### EXTRACTED DATA

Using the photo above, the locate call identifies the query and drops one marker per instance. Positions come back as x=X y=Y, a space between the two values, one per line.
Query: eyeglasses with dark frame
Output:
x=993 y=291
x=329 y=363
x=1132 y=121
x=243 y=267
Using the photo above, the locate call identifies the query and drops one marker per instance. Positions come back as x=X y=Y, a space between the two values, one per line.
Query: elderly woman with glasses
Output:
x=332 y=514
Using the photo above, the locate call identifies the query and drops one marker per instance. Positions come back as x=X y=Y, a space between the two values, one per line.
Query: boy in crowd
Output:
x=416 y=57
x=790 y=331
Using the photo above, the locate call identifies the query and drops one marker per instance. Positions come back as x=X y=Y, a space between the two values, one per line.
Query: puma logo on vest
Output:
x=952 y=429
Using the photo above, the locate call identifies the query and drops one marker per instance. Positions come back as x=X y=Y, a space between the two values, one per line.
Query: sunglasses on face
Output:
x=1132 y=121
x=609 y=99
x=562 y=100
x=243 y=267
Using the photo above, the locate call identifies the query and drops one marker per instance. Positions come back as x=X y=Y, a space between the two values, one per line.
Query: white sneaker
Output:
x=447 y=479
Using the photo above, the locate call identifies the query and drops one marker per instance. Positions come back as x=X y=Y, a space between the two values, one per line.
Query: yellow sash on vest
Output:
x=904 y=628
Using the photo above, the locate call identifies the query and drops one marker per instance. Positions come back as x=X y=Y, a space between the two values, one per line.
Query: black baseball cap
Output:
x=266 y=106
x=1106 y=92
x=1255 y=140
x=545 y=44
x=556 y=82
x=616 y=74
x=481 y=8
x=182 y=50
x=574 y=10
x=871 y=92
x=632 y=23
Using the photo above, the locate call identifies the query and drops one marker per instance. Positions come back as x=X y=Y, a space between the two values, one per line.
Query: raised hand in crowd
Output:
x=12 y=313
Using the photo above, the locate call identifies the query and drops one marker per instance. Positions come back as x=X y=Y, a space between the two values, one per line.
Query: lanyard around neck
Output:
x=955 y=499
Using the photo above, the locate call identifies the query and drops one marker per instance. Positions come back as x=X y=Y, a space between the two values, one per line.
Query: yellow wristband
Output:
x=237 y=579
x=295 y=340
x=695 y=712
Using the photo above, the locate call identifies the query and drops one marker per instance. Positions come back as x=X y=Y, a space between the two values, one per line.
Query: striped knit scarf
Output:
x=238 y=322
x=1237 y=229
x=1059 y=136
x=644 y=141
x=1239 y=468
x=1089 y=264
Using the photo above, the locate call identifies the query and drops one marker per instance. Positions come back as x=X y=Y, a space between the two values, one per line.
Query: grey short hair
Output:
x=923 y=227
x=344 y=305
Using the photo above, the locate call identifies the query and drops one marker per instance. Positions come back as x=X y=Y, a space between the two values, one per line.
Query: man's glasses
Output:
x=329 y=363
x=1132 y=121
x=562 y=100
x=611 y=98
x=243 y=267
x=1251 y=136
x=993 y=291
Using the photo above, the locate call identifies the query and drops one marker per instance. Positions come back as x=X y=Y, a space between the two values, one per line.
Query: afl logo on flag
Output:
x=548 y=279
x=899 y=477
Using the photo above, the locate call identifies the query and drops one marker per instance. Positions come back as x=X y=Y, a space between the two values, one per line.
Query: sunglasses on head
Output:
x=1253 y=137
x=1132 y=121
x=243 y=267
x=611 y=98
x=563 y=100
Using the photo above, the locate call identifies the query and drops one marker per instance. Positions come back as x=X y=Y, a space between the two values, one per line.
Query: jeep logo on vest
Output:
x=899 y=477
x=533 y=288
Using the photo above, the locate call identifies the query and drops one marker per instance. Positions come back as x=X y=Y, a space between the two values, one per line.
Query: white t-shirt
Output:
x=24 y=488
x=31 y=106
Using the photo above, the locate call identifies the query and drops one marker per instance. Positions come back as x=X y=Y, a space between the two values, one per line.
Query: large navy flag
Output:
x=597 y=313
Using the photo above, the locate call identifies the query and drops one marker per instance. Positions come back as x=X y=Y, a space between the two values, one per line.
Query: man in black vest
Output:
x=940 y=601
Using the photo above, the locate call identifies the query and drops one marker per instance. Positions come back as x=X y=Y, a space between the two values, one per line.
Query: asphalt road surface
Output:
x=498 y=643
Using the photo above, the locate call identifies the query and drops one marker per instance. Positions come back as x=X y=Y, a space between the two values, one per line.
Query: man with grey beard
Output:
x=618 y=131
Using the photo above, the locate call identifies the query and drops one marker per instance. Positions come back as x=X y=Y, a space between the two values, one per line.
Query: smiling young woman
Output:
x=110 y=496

### STATED GOAL
Collect every line from the listing above that contains the string "logo", treating uppercase and lowercase letters as different.

### REPLY
Query: puma logo on vest
Query: afl logo on flag
Query: jeep logo on vest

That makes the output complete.